WHAT IS BEING ASKED
Swap "outer ring" for "exterior ring" in everything from the line containing "Find the blonde" down to the end of the items, keeping all other text unchanged. Leave the pictures out of your answer.

BEGIN DATA SECTION

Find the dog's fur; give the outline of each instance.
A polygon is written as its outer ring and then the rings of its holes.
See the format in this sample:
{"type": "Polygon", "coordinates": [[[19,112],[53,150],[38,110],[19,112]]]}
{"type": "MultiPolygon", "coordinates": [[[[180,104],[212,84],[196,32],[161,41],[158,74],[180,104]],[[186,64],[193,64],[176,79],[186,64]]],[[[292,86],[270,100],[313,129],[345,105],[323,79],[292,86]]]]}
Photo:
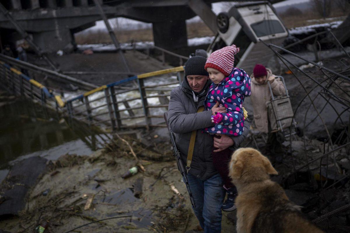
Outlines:
{"type": "Polygon", "coordinates": [[[277,172],[266,157],[252,148],[232,155],[230,176],[237,187],[238,233],[323,232],[302,216],[284,190],[269,175],[277,172]]]}

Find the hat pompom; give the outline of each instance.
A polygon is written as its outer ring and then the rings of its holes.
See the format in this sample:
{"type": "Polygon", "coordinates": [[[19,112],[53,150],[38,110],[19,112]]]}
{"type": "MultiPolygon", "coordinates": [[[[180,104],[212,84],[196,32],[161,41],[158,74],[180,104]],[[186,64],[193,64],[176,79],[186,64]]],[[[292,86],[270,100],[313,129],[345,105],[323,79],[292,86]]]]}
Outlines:
{"type": "Polygon", "coordinates": [[[213,52],[206,60],[204,68],[212,68],[227,76],[233,68],[234,55],[240,50],[233,44],[213,52]]]}

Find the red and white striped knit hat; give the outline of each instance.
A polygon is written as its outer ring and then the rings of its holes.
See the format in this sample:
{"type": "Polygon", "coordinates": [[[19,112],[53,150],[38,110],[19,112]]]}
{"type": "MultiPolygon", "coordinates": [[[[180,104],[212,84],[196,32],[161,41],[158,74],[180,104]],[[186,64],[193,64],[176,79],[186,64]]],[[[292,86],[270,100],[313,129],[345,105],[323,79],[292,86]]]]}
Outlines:
{"type": "Polygon", "coordinates": [[[224,47],[213,52],[206,60],[204,68],[212,68],[217,70],[225,77],[230,74],[233,68],[234,55],[239,52],[235,45],[224,47]]]}

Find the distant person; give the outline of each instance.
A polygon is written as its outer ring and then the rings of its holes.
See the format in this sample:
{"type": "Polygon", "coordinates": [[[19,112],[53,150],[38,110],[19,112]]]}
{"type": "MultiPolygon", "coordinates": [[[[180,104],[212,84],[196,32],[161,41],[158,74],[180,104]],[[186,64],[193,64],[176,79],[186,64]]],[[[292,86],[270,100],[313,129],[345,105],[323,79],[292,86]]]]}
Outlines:
{"type": "MultiPolygon", "coordinates": [[[[28,58],[27,57],[27,53],[26,52],[26,50],[23,49],[22,46],[20,46],[17,48],[16,50],[18,52],[19,59],[22,61],[27,62],[28,61],[28,58]]],[[[27,76],[29,76],[29,74],[28,73],[28,71],[27,69],[21,68],[21,72],[23,74],[25,74],[27,76]]]]}
{"type": "Polygon", "coordinates": [[[4,55],[10,57],[14,57],[12,50],[11,49],[11,48],[10,48],[10,46],[8,44],[6,45],[5,46],[5,49],[2,50],[2,53],[4,55]]]}
{"type": "Polygon", "coordinates": [[[271,93],[267,82],[270,82],[274,95],[281,95],[286,93],[283,83],[279,78],[272,74],[268,68],[260,64],[255,65],[252,79],[252,95],[254,122],[257,128],[260,132],[267,133],[266,153],[270,155],[273,162],[281,163],[283,159],[284,151],[282,145],[277,141],[276,133],[272,133],[271,125],[267,113],[266,103],[271,100],[271,93]]]}

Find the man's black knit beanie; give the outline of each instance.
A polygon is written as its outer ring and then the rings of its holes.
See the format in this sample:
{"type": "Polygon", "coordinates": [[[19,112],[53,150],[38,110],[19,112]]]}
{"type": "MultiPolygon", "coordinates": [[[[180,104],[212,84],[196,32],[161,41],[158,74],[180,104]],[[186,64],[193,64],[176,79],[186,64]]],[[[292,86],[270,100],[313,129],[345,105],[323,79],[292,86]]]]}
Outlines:
{"type": "Polygon", "coordinates": [[[209,76],[204,68],[206,58],[201,56],[192,57],[186,62],[185,65],[185,76],[189,75],[209,76]]]}

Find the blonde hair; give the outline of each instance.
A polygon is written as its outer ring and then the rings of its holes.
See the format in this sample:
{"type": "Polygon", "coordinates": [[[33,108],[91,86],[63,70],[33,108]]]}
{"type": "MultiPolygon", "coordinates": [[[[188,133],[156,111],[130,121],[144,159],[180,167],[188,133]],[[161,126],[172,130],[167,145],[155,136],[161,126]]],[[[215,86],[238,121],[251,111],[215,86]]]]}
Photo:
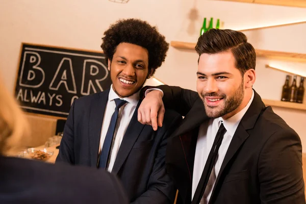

END DATA SECTION

WORKED SOLUTION
Find the blonde hair; give the outline of each instance.
A polygon is written as its exterior ring and then the rings of its holes.
See the format in this sample:
{"type": "Polygon", "coordinates": [[[33,108],[91,86],[63,70],[33,108]]]}
{"type": "MultiPolygon", "coordinates": [[[[188,133],[156,111],[130,121],[144,159],[180,167],[188,133]],[[161,126],[172,130],[167,145],[155,136],[161,126]]],[[[215,86],[238,121],[251,111],[215,86]]]]}
Photo:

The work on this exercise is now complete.